◆ **PROBLEM TO WORK ON**:
Pull out every line in the entries below that contains the string "negative", copying each line in full. Case counts.
[Start of Attachment]
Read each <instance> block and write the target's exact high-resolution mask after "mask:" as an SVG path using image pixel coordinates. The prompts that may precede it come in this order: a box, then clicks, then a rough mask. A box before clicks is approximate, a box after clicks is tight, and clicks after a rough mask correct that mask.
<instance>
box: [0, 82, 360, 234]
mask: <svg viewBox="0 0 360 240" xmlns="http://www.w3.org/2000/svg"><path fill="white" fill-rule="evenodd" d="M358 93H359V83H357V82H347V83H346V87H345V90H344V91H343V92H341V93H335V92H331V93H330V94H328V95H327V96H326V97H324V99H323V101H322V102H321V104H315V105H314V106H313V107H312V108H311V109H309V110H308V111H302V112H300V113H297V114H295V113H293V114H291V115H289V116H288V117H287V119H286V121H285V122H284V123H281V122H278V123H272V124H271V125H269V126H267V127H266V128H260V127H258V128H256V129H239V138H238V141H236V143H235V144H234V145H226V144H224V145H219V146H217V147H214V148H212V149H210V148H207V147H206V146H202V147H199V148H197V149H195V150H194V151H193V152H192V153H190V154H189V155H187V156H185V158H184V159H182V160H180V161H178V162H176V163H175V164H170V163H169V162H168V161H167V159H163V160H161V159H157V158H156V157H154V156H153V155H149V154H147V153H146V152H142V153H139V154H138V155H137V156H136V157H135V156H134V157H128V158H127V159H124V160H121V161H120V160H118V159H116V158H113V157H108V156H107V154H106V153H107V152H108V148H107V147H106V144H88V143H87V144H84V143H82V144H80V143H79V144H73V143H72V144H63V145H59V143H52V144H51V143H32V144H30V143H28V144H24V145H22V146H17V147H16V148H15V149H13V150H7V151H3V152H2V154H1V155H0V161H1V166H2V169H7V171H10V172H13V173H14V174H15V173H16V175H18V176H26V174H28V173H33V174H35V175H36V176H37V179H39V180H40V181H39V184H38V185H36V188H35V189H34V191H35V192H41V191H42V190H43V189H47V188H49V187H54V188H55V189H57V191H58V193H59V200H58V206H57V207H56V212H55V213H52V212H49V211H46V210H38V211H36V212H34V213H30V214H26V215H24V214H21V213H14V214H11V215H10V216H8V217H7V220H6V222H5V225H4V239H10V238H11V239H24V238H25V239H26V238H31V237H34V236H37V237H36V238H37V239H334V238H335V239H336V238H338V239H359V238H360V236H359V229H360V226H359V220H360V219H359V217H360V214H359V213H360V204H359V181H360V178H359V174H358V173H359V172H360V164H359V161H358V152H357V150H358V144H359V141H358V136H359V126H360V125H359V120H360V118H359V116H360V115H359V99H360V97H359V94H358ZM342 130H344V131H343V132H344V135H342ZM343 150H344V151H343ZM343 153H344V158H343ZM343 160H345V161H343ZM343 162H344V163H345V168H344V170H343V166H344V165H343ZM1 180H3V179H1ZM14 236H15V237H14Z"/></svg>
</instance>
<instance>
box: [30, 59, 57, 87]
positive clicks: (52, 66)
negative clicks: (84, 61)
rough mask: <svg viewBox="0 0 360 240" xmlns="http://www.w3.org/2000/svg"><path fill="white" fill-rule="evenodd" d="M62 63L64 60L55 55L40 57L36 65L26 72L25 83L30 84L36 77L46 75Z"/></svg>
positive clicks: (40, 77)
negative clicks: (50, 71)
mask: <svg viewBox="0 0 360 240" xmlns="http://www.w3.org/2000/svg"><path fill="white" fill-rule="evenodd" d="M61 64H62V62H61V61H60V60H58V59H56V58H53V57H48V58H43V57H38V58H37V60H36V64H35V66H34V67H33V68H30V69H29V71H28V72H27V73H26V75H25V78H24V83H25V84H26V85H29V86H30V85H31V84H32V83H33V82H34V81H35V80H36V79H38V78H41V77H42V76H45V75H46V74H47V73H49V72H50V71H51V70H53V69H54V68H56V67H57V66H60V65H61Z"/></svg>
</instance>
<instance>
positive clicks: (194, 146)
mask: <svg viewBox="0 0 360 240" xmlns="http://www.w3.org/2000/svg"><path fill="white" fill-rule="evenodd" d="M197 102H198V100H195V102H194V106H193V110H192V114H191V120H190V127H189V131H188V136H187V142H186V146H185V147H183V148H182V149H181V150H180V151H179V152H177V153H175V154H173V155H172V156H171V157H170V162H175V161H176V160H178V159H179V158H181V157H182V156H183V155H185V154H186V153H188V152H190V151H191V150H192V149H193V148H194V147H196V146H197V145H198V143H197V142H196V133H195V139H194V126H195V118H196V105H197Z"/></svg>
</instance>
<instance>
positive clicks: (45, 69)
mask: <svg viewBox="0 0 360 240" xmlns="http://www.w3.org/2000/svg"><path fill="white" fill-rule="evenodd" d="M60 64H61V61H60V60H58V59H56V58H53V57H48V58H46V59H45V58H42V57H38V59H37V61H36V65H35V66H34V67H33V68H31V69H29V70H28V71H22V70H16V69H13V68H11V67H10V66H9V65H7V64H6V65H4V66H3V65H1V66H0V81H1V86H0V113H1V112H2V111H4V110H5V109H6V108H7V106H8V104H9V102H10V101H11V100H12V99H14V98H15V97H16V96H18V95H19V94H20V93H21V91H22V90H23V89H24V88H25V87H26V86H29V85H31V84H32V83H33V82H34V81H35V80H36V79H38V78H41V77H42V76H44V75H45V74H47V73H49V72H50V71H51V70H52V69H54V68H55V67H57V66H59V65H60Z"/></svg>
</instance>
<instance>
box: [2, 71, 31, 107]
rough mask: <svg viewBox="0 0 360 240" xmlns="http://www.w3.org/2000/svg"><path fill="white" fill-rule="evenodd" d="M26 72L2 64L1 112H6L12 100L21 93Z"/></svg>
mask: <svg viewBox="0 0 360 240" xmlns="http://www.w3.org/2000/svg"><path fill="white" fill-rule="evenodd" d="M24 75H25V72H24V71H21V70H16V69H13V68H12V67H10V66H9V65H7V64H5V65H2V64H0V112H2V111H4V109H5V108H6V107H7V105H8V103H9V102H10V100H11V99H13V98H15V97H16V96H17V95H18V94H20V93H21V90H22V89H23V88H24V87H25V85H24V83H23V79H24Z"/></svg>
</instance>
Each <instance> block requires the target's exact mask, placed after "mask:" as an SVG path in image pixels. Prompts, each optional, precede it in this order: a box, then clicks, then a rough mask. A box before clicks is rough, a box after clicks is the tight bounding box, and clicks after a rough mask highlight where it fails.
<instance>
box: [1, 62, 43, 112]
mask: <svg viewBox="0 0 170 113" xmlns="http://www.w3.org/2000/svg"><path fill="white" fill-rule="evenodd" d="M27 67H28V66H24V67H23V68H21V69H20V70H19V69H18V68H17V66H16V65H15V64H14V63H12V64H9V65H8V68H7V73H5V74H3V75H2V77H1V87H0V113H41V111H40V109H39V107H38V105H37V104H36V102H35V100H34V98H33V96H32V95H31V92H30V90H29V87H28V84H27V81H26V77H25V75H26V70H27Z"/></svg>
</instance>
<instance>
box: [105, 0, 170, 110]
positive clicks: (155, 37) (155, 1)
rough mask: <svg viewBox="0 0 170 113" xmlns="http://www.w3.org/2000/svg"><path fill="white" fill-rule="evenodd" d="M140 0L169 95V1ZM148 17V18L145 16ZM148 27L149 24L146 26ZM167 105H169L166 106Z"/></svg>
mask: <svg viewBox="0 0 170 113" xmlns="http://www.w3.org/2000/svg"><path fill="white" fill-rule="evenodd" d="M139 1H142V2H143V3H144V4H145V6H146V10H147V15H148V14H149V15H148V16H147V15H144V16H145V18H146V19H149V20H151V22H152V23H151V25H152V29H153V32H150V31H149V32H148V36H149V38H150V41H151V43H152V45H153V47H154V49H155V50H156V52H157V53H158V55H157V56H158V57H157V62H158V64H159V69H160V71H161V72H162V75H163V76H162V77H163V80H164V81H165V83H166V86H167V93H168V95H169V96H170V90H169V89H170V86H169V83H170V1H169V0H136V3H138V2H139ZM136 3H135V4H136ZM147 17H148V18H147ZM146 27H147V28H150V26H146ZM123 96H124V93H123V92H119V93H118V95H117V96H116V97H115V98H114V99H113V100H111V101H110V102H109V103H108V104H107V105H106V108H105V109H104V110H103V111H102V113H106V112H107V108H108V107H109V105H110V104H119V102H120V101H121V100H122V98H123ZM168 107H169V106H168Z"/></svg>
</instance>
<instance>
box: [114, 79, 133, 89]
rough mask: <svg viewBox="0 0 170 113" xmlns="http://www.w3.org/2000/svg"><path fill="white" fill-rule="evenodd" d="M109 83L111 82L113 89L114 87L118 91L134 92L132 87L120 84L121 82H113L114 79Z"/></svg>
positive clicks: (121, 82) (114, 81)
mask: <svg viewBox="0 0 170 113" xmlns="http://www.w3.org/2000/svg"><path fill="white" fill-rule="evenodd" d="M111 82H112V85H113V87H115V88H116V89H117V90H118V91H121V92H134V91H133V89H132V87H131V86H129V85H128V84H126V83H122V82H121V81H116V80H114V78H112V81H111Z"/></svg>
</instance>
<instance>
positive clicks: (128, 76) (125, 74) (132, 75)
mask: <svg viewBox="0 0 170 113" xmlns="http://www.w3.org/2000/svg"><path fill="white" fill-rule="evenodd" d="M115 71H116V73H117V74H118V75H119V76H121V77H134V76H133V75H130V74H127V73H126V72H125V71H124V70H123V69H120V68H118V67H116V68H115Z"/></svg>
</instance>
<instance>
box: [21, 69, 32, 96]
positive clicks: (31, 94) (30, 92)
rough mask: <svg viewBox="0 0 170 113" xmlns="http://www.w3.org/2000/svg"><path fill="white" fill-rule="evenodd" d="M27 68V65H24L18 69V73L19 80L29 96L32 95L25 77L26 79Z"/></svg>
[End of Attachment]
◆ **EXPECTED OUTPUT**:
negative clicks: (84, 61)
negative clicks: (50, 71)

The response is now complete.